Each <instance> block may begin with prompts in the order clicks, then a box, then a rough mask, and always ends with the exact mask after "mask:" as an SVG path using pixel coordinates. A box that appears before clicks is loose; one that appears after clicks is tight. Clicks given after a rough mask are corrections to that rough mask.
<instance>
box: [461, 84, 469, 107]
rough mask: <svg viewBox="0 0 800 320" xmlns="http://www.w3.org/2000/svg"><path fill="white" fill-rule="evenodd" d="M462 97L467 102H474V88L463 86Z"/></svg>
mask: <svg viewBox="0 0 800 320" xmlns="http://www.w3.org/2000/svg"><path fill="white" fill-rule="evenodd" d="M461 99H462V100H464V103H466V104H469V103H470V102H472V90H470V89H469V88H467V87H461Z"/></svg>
+ + + + + + +
WHAT THE TASK REQUIRES ▸
Look over the listing and return each line that holds "instance".

TASK SOLUTION ▸
Each <instance> block may begin with prompts in the order clicks, then a box, then a rough mask, and always ends with the exact mask after "mask:" as an SVG path using pixel coordinates. A box that appears before clicks is loose; one that appears after clicks is tight. Clicks given after a rough mask are corrections to that rough mask.
<instance>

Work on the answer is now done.